====== Source material ======

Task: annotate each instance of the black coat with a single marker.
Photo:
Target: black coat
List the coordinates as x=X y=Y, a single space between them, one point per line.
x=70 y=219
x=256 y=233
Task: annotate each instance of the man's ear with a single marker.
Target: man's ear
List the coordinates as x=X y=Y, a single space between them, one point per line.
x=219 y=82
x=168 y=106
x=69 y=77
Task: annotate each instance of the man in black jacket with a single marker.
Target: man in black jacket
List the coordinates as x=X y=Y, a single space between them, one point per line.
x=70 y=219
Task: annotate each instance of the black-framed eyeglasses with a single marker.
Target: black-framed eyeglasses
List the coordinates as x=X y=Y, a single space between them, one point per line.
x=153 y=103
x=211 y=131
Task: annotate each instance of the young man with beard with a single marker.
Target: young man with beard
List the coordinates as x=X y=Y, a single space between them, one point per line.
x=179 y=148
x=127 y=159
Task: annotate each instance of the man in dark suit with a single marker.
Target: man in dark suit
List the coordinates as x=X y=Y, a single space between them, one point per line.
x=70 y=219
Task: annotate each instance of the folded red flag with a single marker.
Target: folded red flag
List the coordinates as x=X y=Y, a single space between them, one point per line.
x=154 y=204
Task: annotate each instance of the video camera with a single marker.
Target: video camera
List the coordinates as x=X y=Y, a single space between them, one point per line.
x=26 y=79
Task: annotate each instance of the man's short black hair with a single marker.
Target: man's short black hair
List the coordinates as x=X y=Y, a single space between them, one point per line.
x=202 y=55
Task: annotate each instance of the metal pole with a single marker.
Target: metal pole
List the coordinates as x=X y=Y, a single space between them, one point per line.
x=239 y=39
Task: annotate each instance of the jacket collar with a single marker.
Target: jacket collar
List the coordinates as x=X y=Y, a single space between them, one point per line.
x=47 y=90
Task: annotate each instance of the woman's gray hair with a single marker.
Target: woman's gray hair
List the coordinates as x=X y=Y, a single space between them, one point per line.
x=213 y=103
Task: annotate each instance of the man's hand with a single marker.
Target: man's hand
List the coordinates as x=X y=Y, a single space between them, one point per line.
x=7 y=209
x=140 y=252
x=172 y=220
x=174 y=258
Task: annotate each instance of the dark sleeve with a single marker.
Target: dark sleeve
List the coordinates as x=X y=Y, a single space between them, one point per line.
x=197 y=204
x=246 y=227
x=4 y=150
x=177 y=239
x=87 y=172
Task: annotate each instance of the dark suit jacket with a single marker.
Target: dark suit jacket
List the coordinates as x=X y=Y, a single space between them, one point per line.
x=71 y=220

======

▶ **Task**:
In the records above, return precisely the line containing "Target: dark sleeve" and each line that comes after it, up to the final one.

▶ **Output below**:
Target: dark sleeve
List the coordinates as x=X y=Y, a single space between them, one point per line.
x=197 y=204
x=246 y=227
x=4 y=150
x=177 y=239
x=87 y=172
Task: annotate each instance of the dark suit jacket with a single marker.
Target: dark suit jacket
List the coordinates as x=X y=Y, a single space between them, one point per line.
x=71 y=220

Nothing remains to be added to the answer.